* PROVIDED DATA

=-=-=

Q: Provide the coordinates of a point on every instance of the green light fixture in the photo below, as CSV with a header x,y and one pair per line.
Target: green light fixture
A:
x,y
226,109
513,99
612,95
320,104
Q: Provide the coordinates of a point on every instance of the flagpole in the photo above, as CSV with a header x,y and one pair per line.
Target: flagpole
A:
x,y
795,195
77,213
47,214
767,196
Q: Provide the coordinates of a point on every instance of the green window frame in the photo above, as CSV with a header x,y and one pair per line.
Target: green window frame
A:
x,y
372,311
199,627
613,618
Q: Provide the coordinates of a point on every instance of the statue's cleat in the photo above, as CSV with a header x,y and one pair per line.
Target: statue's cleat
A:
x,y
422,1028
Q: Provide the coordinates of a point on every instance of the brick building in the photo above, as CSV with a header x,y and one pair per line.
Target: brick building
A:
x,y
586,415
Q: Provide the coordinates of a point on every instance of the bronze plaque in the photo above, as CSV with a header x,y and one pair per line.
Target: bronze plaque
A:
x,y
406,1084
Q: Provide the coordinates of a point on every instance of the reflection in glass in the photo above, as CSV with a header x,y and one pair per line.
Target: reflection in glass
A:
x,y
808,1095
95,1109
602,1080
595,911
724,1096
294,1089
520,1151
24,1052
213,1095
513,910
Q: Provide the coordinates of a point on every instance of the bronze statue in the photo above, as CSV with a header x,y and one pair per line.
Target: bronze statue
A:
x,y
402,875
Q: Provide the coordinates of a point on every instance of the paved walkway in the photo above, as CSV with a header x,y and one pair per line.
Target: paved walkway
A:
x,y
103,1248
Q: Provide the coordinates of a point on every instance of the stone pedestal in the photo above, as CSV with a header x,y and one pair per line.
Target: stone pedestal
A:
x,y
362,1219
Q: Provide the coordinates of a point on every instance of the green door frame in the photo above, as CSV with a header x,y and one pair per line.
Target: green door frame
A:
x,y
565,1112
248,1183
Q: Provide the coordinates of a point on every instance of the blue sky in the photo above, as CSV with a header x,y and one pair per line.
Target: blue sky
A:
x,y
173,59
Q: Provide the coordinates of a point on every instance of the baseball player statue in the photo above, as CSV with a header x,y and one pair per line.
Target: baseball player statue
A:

=-=-=

* TASK ITEM
Lines in the listing that include the word "paved": how many are there? Give the number alone.

* WRITTEN SOLUTION
2